* [Your objective] Everything from the opening line of the records below through the line with "[tag] wispy cloud (a point for each instance)" must be duplicated exactly, pictures left out.

* [Data for review]
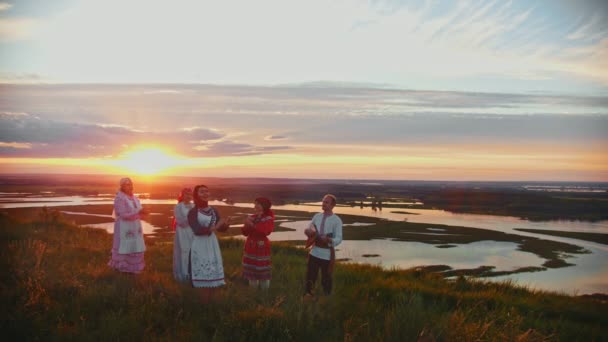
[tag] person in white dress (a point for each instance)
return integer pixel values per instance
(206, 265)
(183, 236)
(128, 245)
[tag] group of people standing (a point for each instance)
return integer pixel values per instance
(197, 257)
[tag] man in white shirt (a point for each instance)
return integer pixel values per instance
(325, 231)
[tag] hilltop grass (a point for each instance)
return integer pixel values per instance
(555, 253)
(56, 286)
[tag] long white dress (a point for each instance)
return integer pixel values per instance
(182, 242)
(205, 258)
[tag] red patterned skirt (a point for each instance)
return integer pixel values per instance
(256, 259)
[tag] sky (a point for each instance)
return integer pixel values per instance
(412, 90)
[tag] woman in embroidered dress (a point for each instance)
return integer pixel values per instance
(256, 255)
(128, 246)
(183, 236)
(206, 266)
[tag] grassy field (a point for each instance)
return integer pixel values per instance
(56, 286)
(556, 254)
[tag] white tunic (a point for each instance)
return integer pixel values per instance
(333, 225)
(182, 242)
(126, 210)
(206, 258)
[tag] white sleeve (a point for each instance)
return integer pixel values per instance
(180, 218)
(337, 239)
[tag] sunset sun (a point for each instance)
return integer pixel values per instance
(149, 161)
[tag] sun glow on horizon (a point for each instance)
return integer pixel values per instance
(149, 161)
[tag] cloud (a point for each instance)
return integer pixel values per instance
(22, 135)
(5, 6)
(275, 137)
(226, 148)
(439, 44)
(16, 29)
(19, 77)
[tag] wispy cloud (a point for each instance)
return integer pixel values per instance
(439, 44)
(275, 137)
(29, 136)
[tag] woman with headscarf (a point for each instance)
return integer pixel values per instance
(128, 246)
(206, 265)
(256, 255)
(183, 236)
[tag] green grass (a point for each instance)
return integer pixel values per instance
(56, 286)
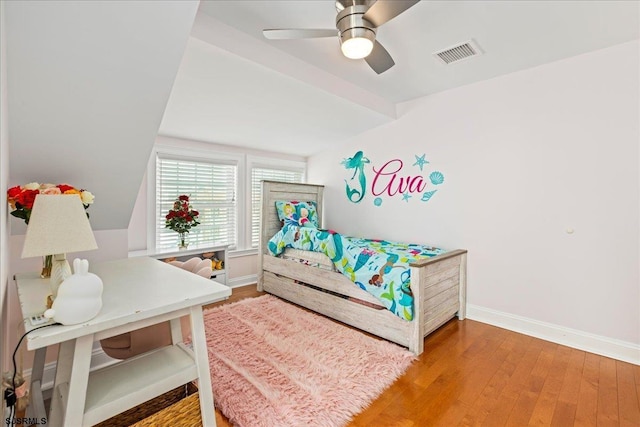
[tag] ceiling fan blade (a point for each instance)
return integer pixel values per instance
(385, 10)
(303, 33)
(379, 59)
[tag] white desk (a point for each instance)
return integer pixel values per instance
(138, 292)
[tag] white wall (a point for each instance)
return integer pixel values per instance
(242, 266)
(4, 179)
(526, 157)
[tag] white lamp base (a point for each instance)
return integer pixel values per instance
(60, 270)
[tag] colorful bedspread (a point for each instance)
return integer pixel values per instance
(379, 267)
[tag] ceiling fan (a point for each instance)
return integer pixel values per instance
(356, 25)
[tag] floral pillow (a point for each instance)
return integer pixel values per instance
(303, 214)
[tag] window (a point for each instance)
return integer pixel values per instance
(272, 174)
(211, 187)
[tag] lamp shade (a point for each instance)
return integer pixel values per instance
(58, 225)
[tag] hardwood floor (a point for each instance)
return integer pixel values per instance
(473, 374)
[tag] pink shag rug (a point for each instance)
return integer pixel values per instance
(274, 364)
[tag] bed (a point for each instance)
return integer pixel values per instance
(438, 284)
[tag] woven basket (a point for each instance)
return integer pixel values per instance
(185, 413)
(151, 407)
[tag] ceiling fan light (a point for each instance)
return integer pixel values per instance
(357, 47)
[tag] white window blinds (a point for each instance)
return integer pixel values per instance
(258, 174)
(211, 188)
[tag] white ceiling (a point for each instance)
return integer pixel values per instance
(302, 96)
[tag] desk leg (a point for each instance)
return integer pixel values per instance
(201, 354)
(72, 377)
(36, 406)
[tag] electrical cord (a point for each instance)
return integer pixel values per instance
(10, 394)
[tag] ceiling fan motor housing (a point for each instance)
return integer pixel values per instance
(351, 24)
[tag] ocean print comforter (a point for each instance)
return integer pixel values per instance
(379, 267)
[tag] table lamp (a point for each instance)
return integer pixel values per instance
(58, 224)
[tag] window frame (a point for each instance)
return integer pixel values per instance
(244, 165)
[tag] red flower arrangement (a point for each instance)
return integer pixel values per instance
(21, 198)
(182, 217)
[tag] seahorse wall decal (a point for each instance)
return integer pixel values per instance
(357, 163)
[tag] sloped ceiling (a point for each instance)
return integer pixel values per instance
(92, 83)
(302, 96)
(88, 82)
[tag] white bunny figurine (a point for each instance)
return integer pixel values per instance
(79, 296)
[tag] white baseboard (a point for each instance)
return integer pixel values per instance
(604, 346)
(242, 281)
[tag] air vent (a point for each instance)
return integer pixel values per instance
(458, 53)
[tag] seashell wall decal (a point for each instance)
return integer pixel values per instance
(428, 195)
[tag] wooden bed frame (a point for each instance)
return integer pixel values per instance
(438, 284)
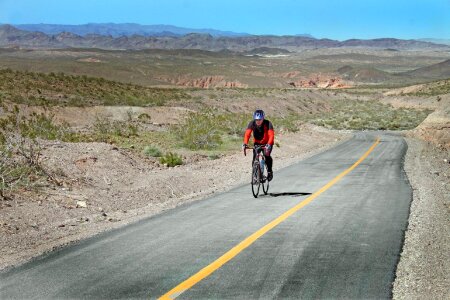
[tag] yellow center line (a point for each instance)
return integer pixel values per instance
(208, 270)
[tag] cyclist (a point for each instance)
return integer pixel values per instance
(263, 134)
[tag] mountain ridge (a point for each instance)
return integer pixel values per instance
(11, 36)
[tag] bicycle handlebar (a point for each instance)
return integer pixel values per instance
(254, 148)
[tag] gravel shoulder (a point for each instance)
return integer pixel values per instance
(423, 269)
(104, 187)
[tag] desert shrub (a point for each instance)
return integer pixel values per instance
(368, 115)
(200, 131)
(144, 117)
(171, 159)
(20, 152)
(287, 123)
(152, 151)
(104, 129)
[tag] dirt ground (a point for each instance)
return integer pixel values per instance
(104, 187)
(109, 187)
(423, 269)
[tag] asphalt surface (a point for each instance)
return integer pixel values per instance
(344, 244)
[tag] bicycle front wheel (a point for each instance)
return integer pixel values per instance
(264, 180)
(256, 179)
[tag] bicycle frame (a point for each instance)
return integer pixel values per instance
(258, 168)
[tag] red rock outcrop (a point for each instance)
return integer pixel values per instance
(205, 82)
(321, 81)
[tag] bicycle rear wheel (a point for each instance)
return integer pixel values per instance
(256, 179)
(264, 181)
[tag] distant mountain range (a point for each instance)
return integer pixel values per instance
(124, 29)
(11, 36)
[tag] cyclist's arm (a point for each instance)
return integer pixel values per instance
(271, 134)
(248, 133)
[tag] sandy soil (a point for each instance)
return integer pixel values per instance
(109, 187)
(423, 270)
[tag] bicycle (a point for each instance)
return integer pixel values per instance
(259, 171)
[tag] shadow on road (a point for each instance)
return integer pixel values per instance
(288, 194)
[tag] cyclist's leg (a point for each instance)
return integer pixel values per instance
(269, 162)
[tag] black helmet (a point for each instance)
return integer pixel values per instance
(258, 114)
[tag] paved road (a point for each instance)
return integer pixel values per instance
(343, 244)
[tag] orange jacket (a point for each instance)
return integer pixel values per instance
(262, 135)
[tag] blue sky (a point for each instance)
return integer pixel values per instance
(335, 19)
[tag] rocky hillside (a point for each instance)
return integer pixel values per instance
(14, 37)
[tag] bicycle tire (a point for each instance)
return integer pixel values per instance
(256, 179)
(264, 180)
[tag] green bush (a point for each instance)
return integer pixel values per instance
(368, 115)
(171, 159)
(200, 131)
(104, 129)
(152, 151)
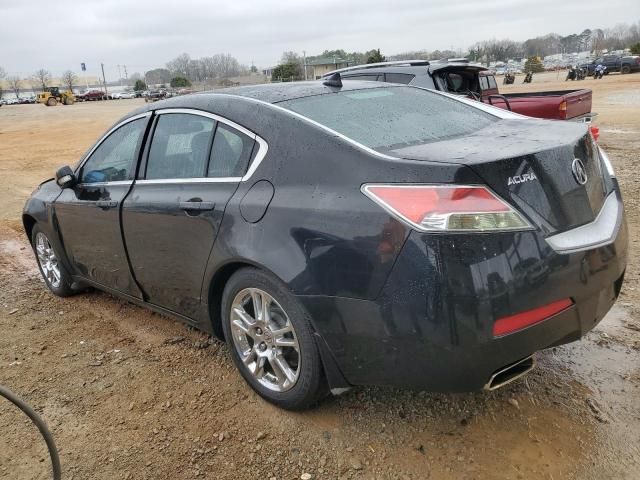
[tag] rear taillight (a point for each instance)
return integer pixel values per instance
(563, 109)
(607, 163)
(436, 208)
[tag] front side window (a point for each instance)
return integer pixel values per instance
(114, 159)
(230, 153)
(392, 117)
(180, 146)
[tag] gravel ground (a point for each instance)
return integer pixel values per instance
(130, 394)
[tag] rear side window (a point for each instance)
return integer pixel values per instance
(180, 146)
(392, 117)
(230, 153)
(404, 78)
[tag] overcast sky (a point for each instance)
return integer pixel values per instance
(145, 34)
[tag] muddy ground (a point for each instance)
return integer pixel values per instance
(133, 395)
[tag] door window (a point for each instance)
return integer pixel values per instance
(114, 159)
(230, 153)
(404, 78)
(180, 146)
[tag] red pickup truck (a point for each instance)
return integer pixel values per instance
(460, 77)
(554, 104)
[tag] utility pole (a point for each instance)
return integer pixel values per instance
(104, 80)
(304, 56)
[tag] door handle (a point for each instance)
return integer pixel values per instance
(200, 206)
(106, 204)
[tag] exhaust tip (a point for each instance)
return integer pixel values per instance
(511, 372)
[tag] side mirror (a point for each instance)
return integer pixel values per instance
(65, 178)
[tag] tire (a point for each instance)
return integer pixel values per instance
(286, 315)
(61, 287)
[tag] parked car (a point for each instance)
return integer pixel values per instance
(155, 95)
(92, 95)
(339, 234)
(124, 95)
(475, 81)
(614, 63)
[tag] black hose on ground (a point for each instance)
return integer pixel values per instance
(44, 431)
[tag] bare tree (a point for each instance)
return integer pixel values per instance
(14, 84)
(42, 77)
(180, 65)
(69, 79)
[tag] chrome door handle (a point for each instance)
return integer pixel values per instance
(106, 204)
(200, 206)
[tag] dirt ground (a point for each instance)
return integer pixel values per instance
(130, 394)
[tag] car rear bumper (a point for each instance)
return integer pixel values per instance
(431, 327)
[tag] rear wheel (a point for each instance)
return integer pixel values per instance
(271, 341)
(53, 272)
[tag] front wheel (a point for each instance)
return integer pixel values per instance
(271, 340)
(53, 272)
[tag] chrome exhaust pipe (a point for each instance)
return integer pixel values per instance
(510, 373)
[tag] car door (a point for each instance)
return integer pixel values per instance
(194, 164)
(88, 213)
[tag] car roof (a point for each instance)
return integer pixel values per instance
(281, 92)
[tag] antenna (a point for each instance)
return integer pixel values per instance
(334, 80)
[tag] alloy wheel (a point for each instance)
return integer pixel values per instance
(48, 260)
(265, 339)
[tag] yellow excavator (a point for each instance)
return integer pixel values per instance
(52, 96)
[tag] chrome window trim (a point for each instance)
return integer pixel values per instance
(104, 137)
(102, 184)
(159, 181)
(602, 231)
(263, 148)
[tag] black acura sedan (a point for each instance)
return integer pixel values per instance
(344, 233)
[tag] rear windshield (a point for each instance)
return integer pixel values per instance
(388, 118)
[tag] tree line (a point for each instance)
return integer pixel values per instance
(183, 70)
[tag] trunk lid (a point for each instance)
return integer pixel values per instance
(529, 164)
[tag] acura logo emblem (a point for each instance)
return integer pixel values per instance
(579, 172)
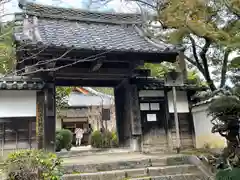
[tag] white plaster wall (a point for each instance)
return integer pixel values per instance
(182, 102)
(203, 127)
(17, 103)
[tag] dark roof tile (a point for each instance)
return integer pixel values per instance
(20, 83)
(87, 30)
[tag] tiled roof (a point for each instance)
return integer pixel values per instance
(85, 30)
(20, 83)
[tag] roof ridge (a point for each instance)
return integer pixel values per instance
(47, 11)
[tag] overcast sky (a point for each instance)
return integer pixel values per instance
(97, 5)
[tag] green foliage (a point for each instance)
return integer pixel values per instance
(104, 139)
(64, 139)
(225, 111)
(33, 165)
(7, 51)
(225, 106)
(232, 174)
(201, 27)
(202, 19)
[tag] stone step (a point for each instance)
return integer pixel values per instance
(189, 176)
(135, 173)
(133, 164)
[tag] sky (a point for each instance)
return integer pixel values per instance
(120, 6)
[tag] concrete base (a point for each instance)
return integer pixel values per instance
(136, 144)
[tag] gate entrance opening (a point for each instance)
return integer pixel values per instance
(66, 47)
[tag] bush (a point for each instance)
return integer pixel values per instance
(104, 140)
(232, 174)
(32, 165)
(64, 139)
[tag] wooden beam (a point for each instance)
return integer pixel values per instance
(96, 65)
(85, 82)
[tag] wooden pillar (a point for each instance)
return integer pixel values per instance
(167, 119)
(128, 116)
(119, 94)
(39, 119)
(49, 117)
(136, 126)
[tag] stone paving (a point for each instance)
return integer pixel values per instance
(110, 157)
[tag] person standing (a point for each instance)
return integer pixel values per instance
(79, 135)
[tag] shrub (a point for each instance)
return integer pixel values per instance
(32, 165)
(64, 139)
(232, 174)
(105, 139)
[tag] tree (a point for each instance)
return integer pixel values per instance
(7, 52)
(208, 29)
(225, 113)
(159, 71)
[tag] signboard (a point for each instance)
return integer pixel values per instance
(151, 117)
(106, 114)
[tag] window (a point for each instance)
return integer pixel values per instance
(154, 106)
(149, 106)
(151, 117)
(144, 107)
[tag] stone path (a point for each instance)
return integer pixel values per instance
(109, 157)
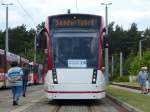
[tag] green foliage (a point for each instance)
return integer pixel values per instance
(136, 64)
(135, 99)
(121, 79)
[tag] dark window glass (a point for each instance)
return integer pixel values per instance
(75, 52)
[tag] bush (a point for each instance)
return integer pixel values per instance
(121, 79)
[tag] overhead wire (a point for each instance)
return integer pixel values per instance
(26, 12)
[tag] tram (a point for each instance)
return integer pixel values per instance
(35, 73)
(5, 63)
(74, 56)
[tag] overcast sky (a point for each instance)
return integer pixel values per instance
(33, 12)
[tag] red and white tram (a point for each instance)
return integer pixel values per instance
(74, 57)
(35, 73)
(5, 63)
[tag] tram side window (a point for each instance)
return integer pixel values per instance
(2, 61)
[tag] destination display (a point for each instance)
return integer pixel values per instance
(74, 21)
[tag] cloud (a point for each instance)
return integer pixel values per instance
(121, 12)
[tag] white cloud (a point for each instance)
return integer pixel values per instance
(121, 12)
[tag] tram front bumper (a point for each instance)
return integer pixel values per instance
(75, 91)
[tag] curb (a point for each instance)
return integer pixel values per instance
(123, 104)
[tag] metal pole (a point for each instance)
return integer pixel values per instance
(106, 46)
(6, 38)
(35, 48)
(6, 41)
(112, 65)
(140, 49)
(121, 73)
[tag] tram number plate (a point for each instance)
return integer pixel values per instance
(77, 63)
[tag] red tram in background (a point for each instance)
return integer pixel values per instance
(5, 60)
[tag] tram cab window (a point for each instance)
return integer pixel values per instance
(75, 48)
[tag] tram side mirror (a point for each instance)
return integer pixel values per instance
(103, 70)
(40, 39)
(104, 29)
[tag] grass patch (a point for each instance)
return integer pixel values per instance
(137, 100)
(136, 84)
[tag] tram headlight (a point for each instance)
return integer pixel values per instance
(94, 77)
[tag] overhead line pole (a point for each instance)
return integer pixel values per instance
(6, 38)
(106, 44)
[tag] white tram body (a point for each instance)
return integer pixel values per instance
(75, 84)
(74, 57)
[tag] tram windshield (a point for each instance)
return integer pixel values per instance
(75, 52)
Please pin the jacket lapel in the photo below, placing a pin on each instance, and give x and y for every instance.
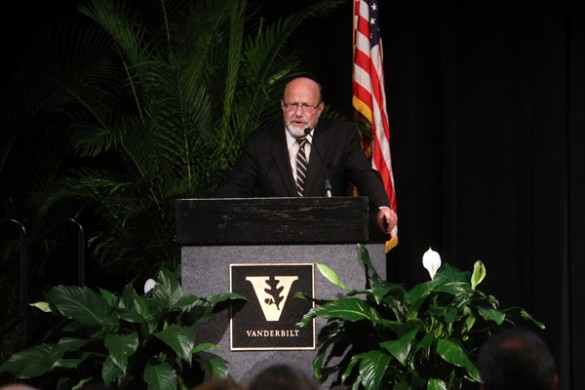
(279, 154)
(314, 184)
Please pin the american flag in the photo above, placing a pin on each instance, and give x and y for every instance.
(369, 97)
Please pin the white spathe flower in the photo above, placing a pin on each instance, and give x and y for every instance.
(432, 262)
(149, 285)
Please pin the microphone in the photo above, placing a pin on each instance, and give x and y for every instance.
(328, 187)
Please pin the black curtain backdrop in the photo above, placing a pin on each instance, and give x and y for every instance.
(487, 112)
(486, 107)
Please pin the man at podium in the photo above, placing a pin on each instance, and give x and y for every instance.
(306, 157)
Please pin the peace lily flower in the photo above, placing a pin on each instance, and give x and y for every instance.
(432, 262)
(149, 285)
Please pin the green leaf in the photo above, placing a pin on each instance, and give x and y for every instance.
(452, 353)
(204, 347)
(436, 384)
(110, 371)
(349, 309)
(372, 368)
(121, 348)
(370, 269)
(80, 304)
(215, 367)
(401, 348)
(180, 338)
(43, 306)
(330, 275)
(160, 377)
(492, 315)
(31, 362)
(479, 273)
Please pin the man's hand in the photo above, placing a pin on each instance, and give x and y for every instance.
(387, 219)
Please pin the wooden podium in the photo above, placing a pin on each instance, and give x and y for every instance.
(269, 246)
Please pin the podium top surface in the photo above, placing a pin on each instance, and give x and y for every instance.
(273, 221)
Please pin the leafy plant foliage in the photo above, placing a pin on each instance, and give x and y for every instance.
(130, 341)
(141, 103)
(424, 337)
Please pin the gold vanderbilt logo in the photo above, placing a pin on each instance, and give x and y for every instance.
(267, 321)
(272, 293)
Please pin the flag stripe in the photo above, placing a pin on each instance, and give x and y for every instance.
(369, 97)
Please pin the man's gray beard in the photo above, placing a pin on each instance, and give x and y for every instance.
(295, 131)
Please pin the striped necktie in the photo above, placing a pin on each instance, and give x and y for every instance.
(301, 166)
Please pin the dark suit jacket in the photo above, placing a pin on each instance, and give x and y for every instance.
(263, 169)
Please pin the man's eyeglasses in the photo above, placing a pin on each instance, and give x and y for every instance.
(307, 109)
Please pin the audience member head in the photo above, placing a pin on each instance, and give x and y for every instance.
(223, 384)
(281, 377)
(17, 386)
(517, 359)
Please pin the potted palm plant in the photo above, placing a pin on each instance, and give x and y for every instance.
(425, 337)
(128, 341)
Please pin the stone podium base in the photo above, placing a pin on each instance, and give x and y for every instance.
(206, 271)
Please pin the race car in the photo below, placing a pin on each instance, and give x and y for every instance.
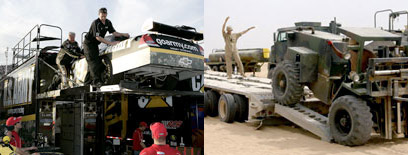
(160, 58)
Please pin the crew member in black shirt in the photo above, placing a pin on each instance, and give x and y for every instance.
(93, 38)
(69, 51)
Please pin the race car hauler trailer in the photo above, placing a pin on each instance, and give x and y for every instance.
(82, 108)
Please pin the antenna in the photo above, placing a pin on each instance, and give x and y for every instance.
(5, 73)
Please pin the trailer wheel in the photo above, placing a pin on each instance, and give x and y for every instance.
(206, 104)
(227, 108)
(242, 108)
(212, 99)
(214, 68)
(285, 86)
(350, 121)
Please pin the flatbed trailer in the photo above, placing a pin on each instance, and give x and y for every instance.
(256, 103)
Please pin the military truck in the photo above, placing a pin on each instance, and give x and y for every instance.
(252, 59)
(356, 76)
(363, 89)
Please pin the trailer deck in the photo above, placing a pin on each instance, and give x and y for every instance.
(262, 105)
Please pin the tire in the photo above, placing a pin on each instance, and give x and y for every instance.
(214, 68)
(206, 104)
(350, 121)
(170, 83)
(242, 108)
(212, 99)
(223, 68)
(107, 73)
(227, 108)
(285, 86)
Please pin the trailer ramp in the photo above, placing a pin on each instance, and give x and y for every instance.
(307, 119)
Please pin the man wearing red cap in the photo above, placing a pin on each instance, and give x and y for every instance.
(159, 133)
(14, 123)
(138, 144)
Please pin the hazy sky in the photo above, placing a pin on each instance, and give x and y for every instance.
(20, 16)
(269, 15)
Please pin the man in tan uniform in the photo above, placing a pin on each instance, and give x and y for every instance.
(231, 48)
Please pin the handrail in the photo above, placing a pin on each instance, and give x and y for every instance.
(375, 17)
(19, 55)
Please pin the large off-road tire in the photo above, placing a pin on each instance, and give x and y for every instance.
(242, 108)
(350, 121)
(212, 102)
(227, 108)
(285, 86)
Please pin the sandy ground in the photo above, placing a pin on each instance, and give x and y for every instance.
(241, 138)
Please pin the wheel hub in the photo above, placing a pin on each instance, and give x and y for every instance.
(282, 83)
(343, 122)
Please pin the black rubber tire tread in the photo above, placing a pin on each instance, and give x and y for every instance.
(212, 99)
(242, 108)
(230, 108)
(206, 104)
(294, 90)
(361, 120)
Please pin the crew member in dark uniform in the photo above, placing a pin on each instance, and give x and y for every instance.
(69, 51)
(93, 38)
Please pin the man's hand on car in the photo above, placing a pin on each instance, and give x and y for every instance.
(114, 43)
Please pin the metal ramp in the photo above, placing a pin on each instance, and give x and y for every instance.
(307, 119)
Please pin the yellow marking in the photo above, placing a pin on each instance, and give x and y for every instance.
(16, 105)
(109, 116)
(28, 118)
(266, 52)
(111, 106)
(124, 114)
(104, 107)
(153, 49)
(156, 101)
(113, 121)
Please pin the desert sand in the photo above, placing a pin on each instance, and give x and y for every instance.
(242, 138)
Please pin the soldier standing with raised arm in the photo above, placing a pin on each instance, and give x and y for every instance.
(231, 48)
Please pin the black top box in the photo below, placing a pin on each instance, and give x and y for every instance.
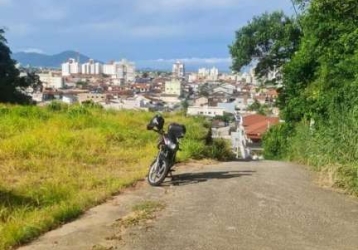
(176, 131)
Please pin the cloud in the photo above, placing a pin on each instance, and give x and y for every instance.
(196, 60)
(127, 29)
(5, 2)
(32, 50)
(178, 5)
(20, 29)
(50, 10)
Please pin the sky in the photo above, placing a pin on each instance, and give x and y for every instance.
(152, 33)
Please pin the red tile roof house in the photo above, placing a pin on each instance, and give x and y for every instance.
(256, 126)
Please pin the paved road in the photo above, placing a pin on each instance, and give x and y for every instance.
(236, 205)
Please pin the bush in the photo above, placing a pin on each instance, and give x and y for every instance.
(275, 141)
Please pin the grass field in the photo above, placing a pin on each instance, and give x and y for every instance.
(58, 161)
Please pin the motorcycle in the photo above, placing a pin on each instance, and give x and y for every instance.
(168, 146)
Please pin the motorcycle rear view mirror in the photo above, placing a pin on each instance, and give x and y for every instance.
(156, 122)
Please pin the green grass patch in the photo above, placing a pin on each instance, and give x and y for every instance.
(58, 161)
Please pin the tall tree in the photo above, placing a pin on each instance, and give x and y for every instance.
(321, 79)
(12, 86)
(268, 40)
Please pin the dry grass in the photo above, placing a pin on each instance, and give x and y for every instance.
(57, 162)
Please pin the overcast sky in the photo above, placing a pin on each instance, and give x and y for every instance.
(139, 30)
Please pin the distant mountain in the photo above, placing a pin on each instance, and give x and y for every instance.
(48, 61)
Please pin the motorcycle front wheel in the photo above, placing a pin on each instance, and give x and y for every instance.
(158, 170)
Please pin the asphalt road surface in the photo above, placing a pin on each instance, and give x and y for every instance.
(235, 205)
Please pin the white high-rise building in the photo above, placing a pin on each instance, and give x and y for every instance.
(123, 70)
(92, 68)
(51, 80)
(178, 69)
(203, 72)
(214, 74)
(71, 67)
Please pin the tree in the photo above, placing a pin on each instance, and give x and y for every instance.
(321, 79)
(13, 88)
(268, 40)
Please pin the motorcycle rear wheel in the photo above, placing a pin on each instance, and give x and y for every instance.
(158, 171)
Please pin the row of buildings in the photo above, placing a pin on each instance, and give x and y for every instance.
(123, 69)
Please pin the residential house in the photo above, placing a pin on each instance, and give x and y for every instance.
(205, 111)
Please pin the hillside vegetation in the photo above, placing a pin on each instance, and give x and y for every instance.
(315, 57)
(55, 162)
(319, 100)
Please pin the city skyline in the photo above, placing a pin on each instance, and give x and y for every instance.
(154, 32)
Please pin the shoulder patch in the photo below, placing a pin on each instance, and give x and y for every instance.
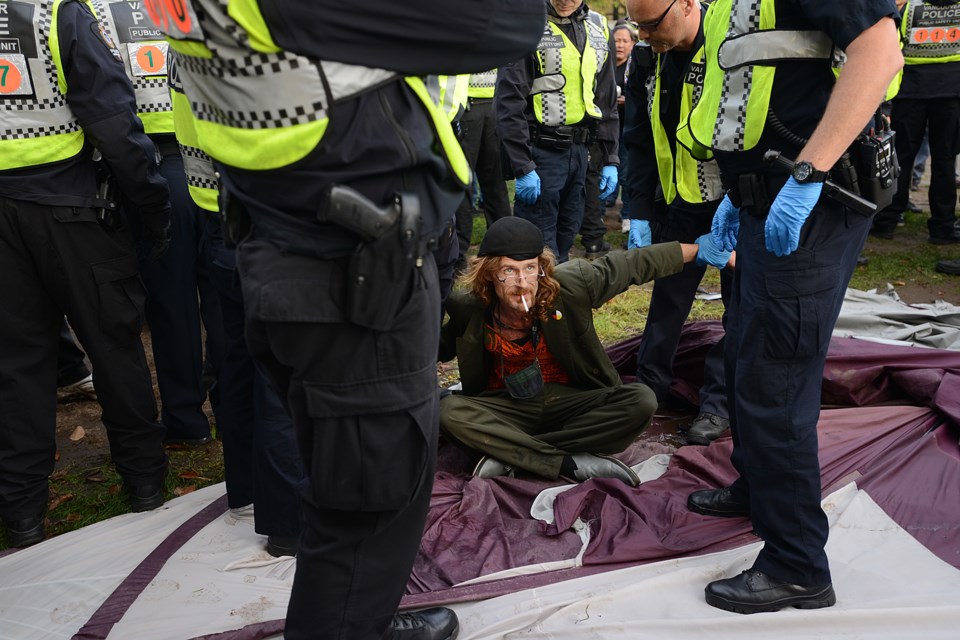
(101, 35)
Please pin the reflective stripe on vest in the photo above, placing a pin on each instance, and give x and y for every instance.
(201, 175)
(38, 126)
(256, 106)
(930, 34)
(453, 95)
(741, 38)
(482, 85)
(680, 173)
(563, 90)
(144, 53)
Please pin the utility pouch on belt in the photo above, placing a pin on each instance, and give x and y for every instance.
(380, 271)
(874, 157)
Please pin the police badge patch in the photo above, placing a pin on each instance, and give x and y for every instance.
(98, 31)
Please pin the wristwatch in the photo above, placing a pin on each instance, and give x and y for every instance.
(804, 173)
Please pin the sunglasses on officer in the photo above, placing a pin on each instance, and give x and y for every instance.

* [Task answer]
[tag] person in white dress (a point for each instance)
return integer pixel values per instance
(206, 265)
(183, 236)
(128, 245)
[tag] group of people standing (a point for each instance)
return integer pixel values per instance
(197, 257)
[tag] man in white shirt (a point for each instance)
return integer pixel values per instance
(325, 231)
[tag] hilltop grass (a point for each instance)
return integer pixel values per instance
(555, 253)
(56, 286)
[tag] long white dress (a point for each instance)
return integer pixel values per instance
(182, 242)
(205, 258)
[tag] red patterned skirt (a point for each instance)
return integer pixel values per instance
(256, 259)
[tag] sky (a point for each instance)
return integer pixel values per instance
(412, 90)
[tag] woman in embroidered dress (a point for each instance)
return integer pixel values per instance
(256, 255)
(128, 246)
(183, 236)
(206, 266)
[tag] grassy field (a point for each instance)
return integer pixel values per instance
(56, 286)
(556, 254)
[tag] white tunic (a point for each instance)
return integer pixel values per instance
(333, 225)
(182, 242)
(126, 210)
(206, 258)
[tag] white sleeve (a point for each instance)
return integer pixel values per instance
(180, 218)
(337, 239)
[tag] sunset sun (a point for each instance)
return integer pixel values per instance
(149, 161)
[tag] sun glow on horizon (a point for each instance)
return integer pixel values per instance
(149, 161)
[tag] cloud (a point for each instance)
return integer pixel values per instance
(22, 135)
(5, 6)
(275, 137)
(226, 148)
(439, 44)
(16, 29)
(19, 77)
[tag] wispy cloud (a point for each instance)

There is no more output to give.